→ **Task requirements**: Restate word for word the lines that run from the one containing "# point at: yellow" to the last line of the data, both ends included.

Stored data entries
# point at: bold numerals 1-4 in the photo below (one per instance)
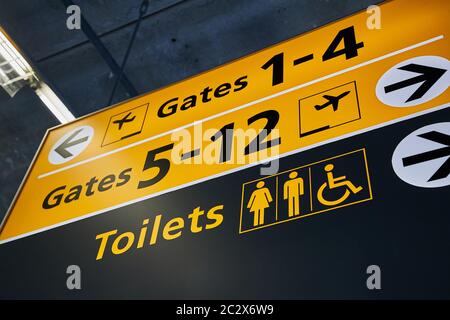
(277, 64)
(350, 48)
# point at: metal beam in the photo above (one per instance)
(106, 55)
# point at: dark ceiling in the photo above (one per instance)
(177, 39)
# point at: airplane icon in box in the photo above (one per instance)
(328, 109)
(125, 125)
(333, 101)
(124, 120)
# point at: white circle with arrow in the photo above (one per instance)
(414, 81)
(422, 158)
(71, 145)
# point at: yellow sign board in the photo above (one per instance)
(336, 81)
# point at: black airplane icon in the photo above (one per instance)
(122, 121)
(334, 101)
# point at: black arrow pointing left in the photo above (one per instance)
(438, 137)
(62, 148)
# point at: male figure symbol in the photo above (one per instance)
(292, 190)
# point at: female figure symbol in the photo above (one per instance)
(259, 201)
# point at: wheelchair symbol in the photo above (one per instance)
(333, 183)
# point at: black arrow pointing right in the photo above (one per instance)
(428, 75)
(62, 148)
(438, 137)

→ **Response**:
# point at: yellow sign board in the photo above (one per instance)
(336, 81)
# point at: black airplane icon in the photo above (one per instance)
(122, 121)
(334, 101)
# point at: black arrow pointing left in the photo above (one per instance)
(438, 137)
(62, 148)
# point at: male figure symbol in the photo above (one per instance)
(292, 190)
# point at: female figure symbol in the photo above (one per instance)
(259, 201)
# point at: wheelchair symbol in the photo above (one per instance)
(333, 183)
# point at: black arrow pointing right in the photo above (one per instance)
(428, 75)
(62, 148)
(438, 137)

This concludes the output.